[Set task] Summarize the forum thread below in two sentences.

[Document section]
════
# Blue skin?



## Lil Boo Boo (Jul 22, 2006)

Has anyone ever heard of a blue skin maltese? This is a debate that my mum and I have had ever since she got Zues. Zues is oh Im going to say three now but I may be wrong. He weighs in at a huge 3lb 13oz. His pigment is so black that he actually has blue skin. Not just spots, all of his skin is blue. Mum thinks its a bad thing, and dosnt like it. It seems to be getting darker the older he gets, His hair is so white that the black/blue skin really shows through when his fur is short. Has any one ever heard of this?


----------



## wagirl98665 (Jan 5, 2006)

No I've never seen a blue skinned Maltese, only pink skin with darker spots
sometimes. I would love to see a pic of a blue skinned Malt. Could you get
a pic and show us? I'm sure someone here is going to know about this and
have an answer to your question. Interesting.


----------



## Lil Boo Boo (Jul 22, 2006)

Ill call my mum and see if she can get a pic and send it to me, shes out playing bridge with the girls right now though, but i will get it on here by morning!


----------



## Cosy (Feb 9, 2006)

Has this little guy ever been checked by a vet? Sometimes blue skin is a sign of lack of oxygen or a heart condition. I've never seen a blue skinned maltese, though I have seen them with lots of dark pigment but it's in spots, not all over.


----------



## Lil Boo Boo (Jul 22, 2006)

> Has this little guy ever been checked by a vet? Sometimes blue skin is a sign of lack of oxygen or a heart condition. I've never seen a blue skinned maltese, though I have seen them with lots of dark pigment but it's in spots, not all over.[/B]


Hes perfectly healthy! Hes had the black/blue skin since I have knowen him and really I think it started to change from the pink to the black/blue when he was about 6 months old, is what I remember my mum saying. It started out as spots then sort of took over his whole body. Her vet calls him the blue skinned Maltese. He even has blue/black spots on his tong, ya know like a chow chow. The only good pic I have of him is the one in my old avatar and its not close enough to see the dark skin







He is Akc, and has many champions on both sides so I dont think he is a mix. He has wonderful silky fur, thats really straight, and let me tell ya wonderful pigment on the nose and eyes. In the morning Ill post a pic of his unusal coloring.


----------



## my baby (Aug 22, 2006)
════
[Material]
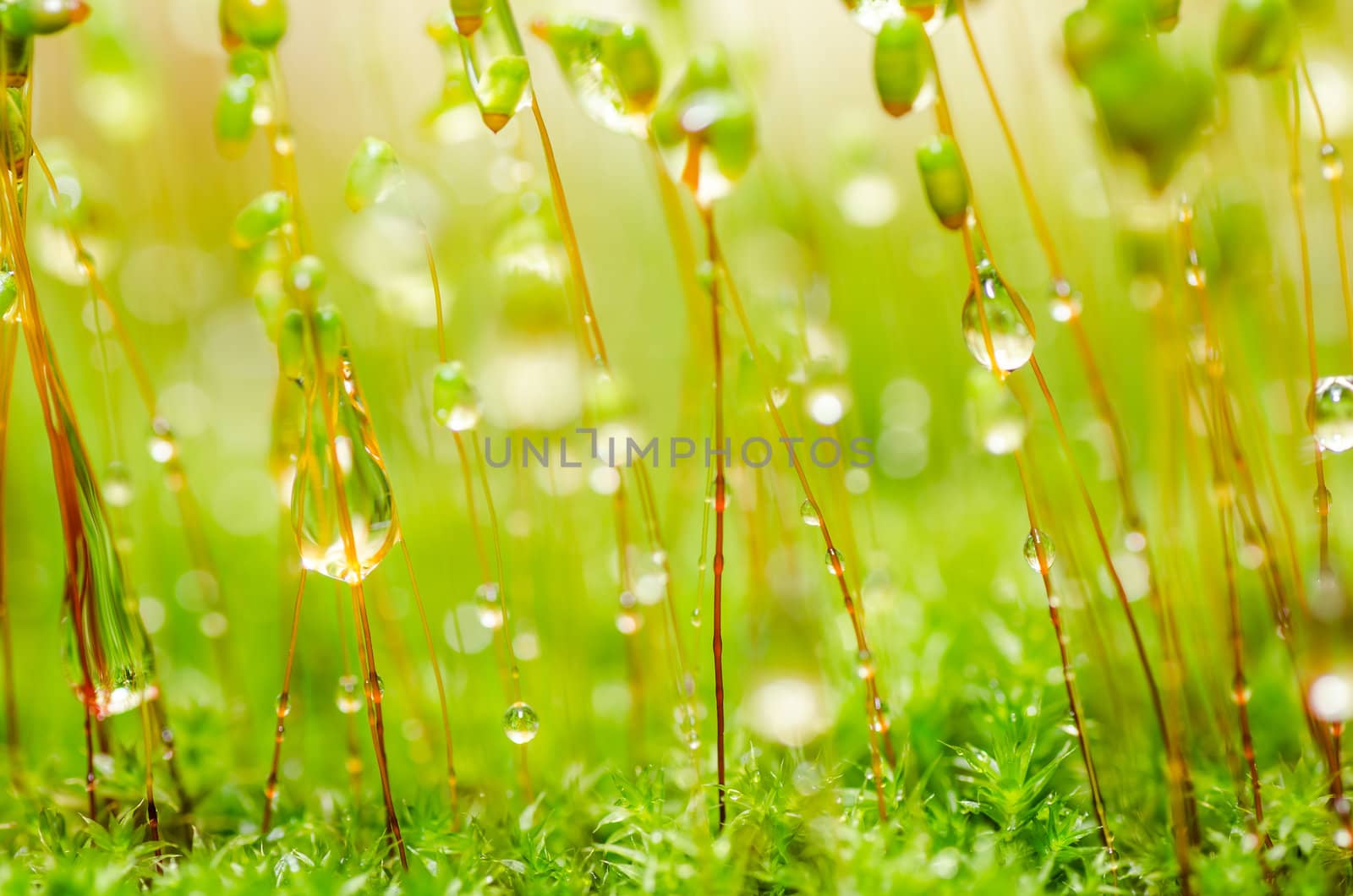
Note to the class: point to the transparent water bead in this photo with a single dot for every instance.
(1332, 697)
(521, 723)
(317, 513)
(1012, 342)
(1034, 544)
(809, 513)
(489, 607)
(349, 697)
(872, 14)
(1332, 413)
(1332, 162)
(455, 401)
════
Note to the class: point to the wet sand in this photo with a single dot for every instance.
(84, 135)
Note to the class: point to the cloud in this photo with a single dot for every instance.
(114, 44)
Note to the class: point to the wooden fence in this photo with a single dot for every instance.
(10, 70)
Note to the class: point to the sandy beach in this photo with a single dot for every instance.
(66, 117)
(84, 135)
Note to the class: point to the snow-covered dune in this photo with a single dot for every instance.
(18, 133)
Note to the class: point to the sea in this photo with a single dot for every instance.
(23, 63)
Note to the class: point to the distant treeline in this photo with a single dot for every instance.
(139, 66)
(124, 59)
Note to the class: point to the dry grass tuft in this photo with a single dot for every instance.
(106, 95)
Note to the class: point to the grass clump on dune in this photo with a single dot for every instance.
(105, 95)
════
[Reply to the task] A forum member asks whether anyone has heard of a blue-skinned Maltese, describing a dog named Zues who weighs 3 lb 13 oz and whose skin is entirely blue rather than spotted, and is growing darker with age. Other members say they have seen only pink skin with darker spots, ask for a picture, and suggest a vet check because blue skin can signal a lack of oxygen or a heart condition; the original poster replies that the dog is perfectly healthy and AKC-registered, and that the coloring began as spots at about six months old.